* [Records of labeled points]:
- - -
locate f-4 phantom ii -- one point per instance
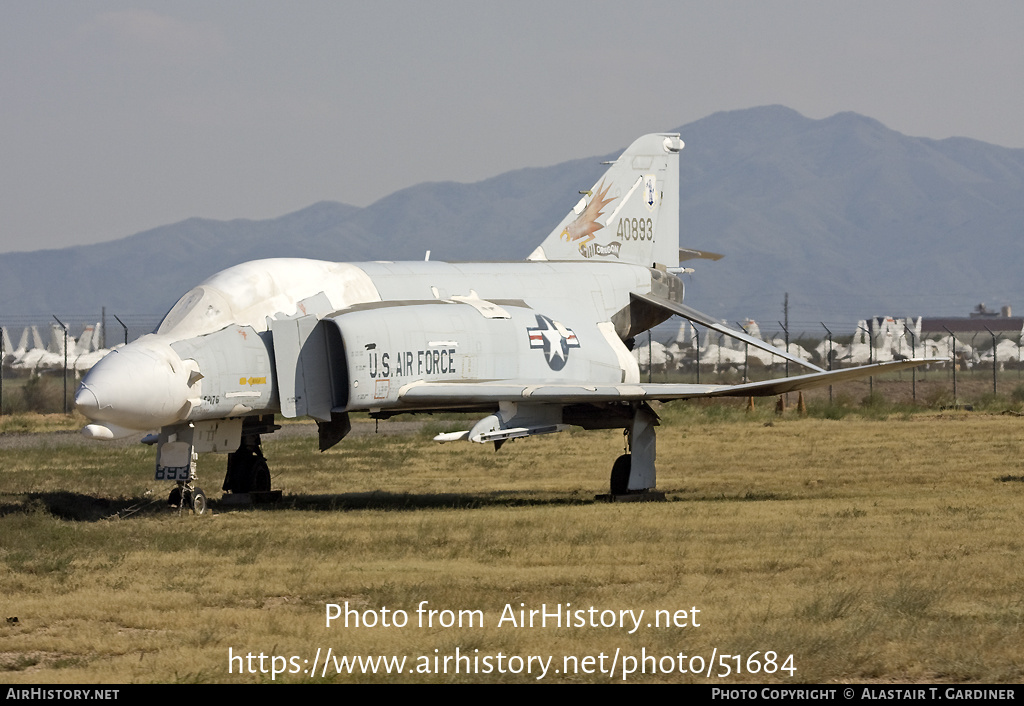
(535, 346)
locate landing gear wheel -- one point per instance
(621, 474)
(261, 480)
(198, 501)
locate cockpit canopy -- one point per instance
(254, 293)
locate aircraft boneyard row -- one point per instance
(33, 356)
(532, 346)
(880, 340)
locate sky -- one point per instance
(119, 117)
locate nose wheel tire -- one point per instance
(190, 498)
(197, 500)
(621, 474)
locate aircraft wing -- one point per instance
(443, 393)
(711, 323)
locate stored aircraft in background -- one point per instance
(532, 346)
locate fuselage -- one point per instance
(298, 336)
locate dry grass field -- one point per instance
(883, 547)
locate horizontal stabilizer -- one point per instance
(708, 322)
(688, 254)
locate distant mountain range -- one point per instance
(849, 217)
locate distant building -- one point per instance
(981, 320)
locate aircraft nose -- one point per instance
(139, 386)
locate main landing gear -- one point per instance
(186, 496)
(633, 474)
(247, 468)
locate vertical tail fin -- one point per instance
(630, 215)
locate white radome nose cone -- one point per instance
(139, 386)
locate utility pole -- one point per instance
(829, 356)
(66, 360)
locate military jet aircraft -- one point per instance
(532, 346)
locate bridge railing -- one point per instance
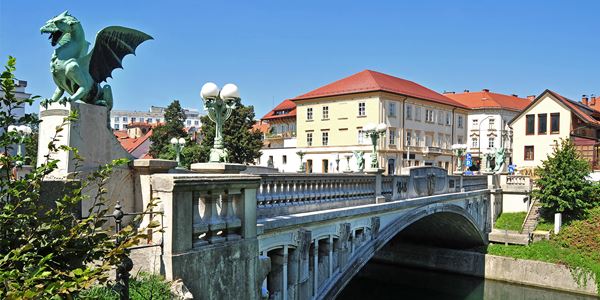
(206, 209)
(280, 194)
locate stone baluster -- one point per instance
(231, 216)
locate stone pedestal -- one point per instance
(217, 168)
(96, 144)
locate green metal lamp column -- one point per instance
(220, 105)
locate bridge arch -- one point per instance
(453, 217)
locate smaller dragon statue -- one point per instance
(79, 72)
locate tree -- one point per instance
(46, 250)
(242, 142)
(563, 186)
(172, 128)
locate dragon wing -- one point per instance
(112, 44)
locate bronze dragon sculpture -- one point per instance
(79, 72)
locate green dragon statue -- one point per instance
(80, 73)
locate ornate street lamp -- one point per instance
(23, 132)
(459, 151)
(219, 104)
(301, 154)
(374, 132)
(178, 144)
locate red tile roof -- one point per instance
(287, 109)
(370, 81)
(128, 143)
(487, 99)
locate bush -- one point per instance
(50, 252)
(562, 186)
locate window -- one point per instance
(529, 124)
(392, 136)
(361, 109)
(309, 138)
(392, 109)
(542, 123)
(362, 137)
(429, 116)
(554, 122)
(529, 152)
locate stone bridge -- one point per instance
(292, 236)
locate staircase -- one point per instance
(531, 220)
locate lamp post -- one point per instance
(178, 144)
(23, 132)
(459, 151)
(219, 104)
(374, 132)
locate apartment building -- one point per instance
(422, 124)
(487, 122)
(155, 115)
(549, 118)
(279, 143)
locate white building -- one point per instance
(488, 120)
(120, 118)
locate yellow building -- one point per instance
(549, 118)
(422, 124)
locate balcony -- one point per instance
(432, 150)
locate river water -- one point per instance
(379, 281)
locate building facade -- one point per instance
(422, 124)
(487, 122)
(279, 143)
(549, 118)
(119, 119)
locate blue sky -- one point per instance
(275, 50)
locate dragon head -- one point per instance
(59, 28)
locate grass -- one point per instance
(511, 221)
(143, 286)
(546, 225)
(576, 246)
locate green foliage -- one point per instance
(142, 287)
(46, 250)
(172, 128)
(577, 246)
(243, 143)
(562, 186)
(510, 221)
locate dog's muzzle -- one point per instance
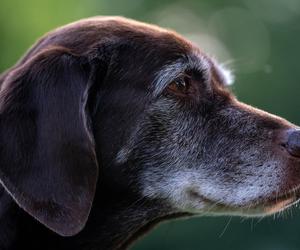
(293, 142)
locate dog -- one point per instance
(109, 126)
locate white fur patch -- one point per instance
(225, 73)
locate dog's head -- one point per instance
- - -
* [Given request]:
Retype the line containing "locate building facade" and all lines after it through the end of the material, exactly and only those, leaving out pictures.

* [Solution for this problem]:
locate building facade -- one point per instance
(422, 124)
(487, 122)
(279, 143)
(549, 118)
(119, 119)
locate blue sky -- one point per instance
(275, 50)
locate dragon head -- one point per instance
(59, 28)
locate grass -- one point per instance
(511, 221)
(143, 286)
(546, 225)
(576, 246)
locate green foliage -- one point per instance
(142, 287)
(46, 250)
(172, 128)
(577, 246)
(243, 143)
(562, 186)
(510, 221)
locate dog's muzzle -- one point per instance
(293, 142)
locate dog -- one point per instance
(109, 126)
locate white fur patch -- one point per instance
(225, 73)
locate dog's head -- one point per instance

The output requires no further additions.